▸ Objectif A: D'après l'extrait sur les retraites, quel montant Mélenchon attribue-t-il au COR pour 2010-2011 ?
▸ Objectif B: Prolongez l'extrait sur les retraites à partir de sa dernière phrase.

▸ Extrait:
== == ==

Mélenchon a mis Aphatie K.O. sur les retraites
Régis Soubrouillard - Marianne | Mardi 13 Avril
2010
Invité de RTL, le patron du parti de gauche s'est démarqué du discours ambiant sur la question des retraites, refusant de relayer l'affolement de circonstances, assénant moult chiffres à l'appui de sa démonstration à un Jean-Michel Aphatie qui n'en demandait pas tant.
De façon argumentée, Jean-Luc
Mélenchon s’est fait fort ce matin au micro de RTL de
dépassionner la question des retraites, bien décidé à ne « pas se
laisser clouer le bec par des pseudo-évidences qui ne sont que des
préjugés ». Suivez mon regard...
Aphatie démarre avec une
première affirmation : « on peut évoquer un problème de financement
pour les retraites, on évoque un déficit d’environ 15 milliards d’euros
d’ici 5 ans ».
Minute, papillon ! S’appuyant sur les
chiffres du Conseil d’Orientation sur les Retraites, Mélenchon
rectifie : « le COR évoquait 5 milliards en année hors crise et 10
milliards pour 2010-2011. Les 15 milliards je demande à voir où ils
sont ». Il y a moins de
10 jours, sur son blog, Jean-Michel Aphatie parlait lui aussi d’un
coût de 5 milliards.
Aphatie évoquait une valse des
milliards. Il n'avait pas fini de l'étonner puisque cet après-midi, se
fondant sans doute sur des confidences des membres du COR, Le Monde
indiquait que le coût de la retraite s'établirait à ... 30 milliards en
2010. Il faut vite acheter car à ce rythme, on dépassera les 100
milliards par an dès janvier 2011.

== == ==

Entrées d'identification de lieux
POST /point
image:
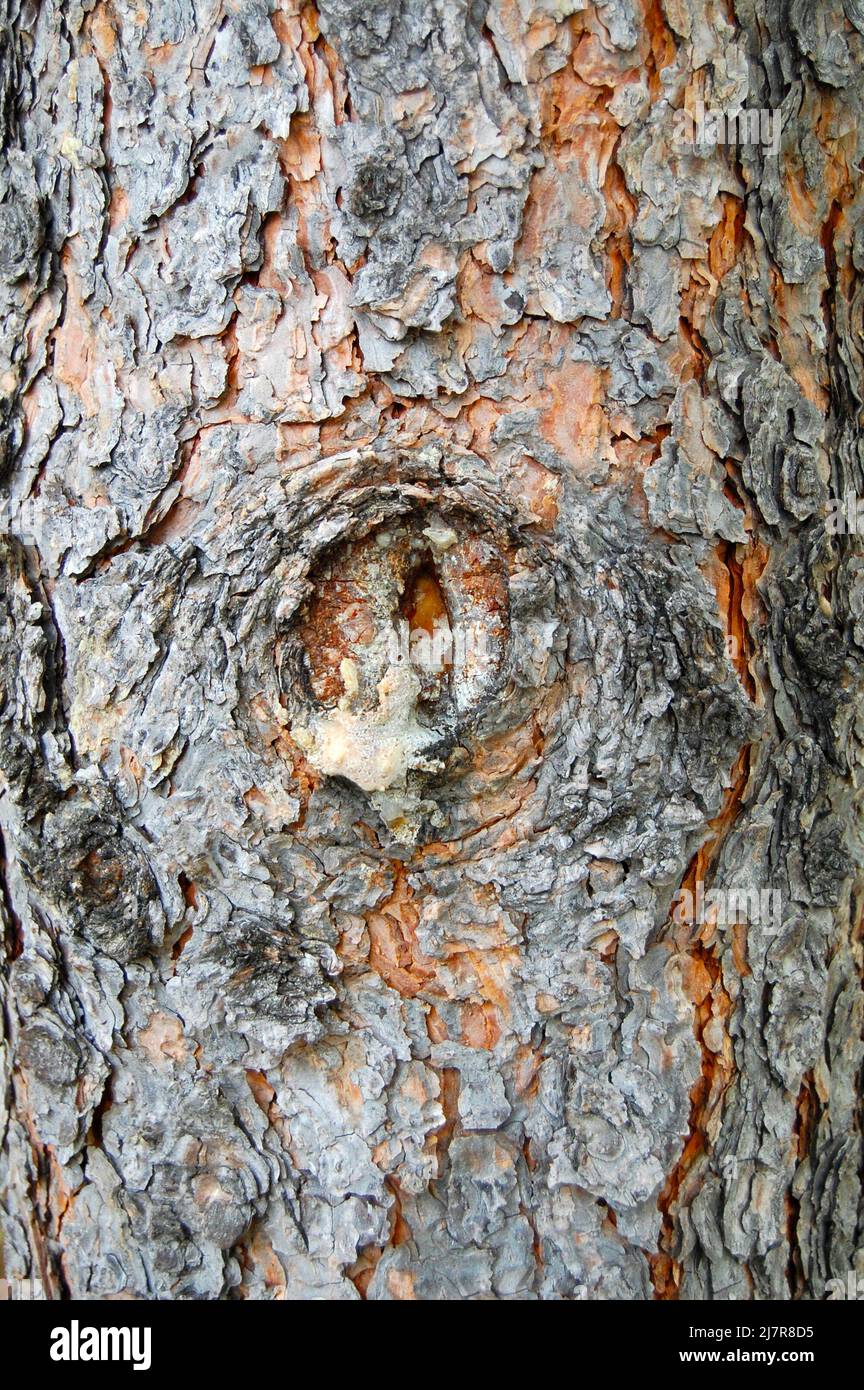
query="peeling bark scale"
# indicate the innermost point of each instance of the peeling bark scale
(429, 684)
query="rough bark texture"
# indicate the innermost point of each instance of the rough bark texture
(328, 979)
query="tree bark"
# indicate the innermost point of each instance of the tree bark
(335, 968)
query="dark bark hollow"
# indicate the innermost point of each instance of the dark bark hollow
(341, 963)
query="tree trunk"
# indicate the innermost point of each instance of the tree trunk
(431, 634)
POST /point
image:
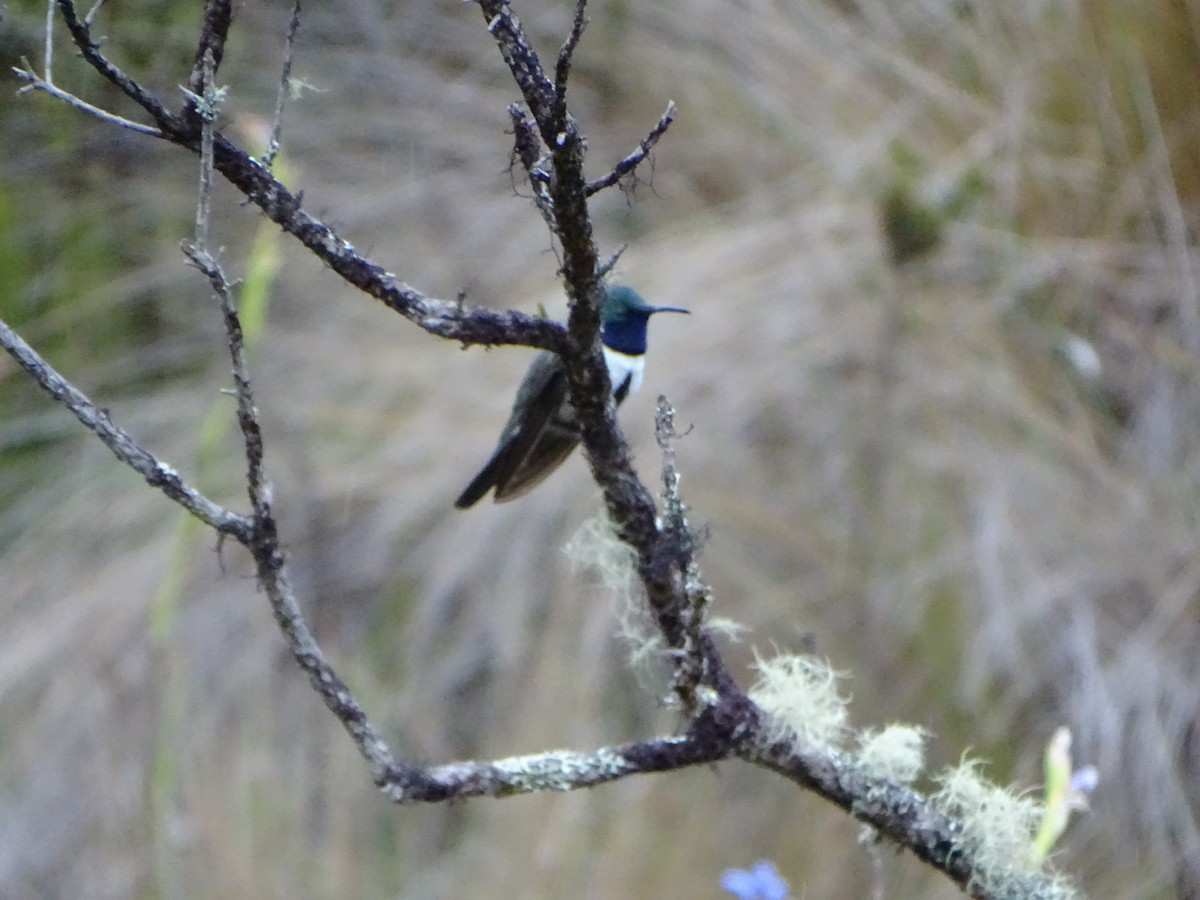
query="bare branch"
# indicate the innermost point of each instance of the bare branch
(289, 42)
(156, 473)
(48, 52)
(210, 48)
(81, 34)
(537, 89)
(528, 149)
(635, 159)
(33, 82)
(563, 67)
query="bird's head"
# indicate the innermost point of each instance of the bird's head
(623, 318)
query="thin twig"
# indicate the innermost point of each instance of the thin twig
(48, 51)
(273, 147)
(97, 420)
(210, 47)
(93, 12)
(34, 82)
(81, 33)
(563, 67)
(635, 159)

== == ==

▸ Réponse rédigée A: 10 milliards.

▸ Réponse rédigée B:
Taxer les revenus du travail et l'intéressement
Soucieux de ne pas affoler les Français, Mélenchon précise que 5
milliards c’est « 2,5% du budget total des retraites. Si vous avez
1000 euros de revenus, il y a des gens qui rêveraient de finir le mois
avec seulement 25 euros de découvert ». Disons qu'à trente
milliards, ce serait un découvert de 15%, plus conforme à la réalité des
comptes bancaires des Français...
Côté solutions, l'ancien sénateur
reprend les recommandations de la Cour des Comptes qui consisteraient
tant à taxer les stock options au même niveau que sont taxés les revenus
du travail : « ça vous donne 3 milliards. Si vous taxez
l’intéressement, ça vous fait 2 milliards et on a eu besoin de toucher à
rien sinon qu’établir une justice que tout revenu doit contribuer à la
retraite ».
Dans son style, Mélenchon pointera également
le clergé des « yaka » : « quelques beaux esprits disent y’a qu’à
allonger la date de départ à la retraite, 61 ou 62 ans. Ils ne se
soucient pas de savoir ce que ça va rapporter. Fort peu d’après le COR, à
peine 9% de ce qui est nécessaire dans les années 2050 ».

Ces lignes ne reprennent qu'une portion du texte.